EXERCISE => Select every line of the records that contains the string "plastic", and note that case counts.

RECORDS FOR THIS TASK =>
# # # #

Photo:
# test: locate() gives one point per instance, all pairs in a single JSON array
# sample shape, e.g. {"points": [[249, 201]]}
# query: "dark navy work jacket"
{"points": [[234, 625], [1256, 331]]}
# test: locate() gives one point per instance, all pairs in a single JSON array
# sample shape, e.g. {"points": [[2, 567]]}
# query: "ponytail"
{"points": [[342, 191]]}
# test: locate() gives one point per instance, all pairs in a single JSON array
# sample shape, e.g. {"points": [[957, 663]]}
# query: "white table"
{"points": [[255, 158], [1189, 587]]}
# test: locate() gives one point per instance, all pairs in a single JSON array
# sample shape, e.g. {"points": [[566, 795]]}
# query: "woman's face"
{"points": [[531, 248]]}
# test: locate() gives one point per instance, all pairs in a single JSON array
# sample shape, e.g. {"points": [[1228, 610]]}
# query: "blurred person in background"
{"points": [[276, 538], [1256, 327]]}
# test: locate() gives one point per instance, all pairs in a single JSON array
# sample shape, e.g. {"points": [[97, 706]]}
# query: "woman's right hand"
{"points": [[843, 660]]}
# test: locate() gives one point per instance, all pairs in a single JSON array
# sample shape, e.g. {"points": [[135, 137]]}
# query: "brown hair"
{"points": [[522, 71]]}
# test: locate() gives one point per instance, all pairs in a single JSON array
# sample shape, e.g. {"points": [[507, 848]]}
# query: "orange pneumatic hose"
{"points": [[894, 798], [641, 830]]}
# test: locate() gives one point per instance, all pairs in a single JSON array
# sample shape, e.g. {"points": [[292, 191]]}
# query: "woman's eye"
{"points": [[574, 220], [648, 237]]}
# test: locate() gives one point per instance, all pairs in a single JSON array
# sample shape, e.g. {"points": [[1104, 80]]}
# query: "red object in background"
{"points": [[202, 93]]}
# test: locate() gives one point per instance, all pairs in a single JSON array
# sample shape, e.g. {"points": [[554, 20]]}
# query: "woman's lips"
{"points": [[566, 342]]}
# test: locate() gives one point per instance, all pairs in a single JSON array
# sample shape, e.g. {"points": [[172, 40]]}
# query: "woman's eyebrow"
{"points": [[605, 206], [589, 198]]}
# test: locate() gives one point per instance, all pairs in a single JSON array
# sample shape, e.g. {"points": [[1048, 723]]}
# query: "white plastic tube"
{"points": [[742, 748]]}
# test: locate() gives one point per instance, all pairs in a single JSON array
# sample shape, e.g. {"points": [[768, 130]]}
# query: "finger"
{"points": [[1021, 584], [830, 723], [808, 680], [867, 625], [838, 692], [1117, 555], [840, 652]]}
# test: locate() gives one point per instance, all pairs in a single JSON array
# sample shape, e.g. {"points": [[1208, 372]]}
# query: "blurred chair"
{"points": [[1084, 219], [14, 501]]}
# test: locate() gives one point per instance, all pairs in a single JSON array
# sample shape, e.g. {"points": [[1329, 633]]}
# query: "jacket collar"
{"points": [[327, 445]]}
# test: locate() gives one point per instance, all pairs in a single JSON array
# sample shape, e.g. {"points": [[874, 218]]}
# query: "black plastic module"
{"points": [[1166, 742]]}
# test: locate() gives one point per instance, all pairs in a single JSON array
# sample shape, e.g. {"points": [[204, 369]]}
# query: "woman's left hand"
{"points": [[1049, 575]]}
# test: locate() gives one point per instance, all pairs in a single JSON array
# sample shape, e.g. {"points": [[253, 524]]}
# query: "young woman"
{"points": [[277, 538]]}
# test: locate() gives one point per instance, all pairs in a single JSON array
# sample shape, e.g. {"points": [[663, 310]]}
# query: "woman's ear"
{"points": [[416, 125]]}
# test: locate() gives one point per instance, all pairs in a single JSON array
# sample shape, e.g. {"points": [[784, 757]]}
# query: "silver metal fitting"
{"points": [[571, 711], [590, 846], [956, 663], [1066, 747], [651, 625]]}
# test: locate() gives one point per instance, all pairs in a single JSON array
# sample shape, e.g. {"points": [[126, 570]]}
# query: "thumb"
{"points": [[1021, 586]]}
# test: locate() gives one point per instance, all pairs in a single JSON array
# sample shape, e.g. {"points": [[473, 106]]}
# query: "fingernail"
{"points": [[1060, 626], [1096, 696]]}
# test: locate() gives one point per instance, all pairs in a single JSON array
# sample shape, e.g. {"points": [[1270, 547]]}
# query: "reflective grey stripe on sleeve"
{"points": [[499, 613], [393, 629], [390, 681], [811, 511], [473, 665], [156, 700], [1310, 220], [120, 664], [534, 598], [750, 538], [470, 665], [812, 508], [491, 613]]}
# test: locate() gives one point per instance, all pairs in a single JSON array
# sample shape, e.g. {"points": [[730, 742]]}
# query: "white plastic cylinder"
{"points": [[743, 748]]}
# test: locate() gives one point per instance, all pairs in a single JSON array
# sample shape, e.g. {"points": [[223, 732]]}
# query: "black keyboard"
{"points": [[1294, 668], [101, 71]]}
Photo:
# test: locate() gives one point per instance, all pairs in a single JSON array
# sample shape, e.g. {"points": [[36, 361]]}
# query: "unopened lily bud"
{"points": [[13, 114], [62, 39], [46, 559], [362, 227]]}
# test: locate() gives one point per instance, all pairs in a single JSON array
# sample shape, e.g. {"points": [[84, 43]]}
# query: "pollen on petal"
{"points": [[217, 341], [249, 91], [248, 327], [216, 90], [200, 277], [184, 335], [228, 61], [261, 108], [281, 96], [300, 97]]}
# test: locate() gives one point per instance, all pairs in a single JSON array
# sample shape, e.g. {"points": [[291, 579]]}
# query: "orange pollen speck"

# # # #

ANSWER IN FULL =>
# query: "white plastic tube"
# query: "black plastic module"
# query: "white plastic cylinder"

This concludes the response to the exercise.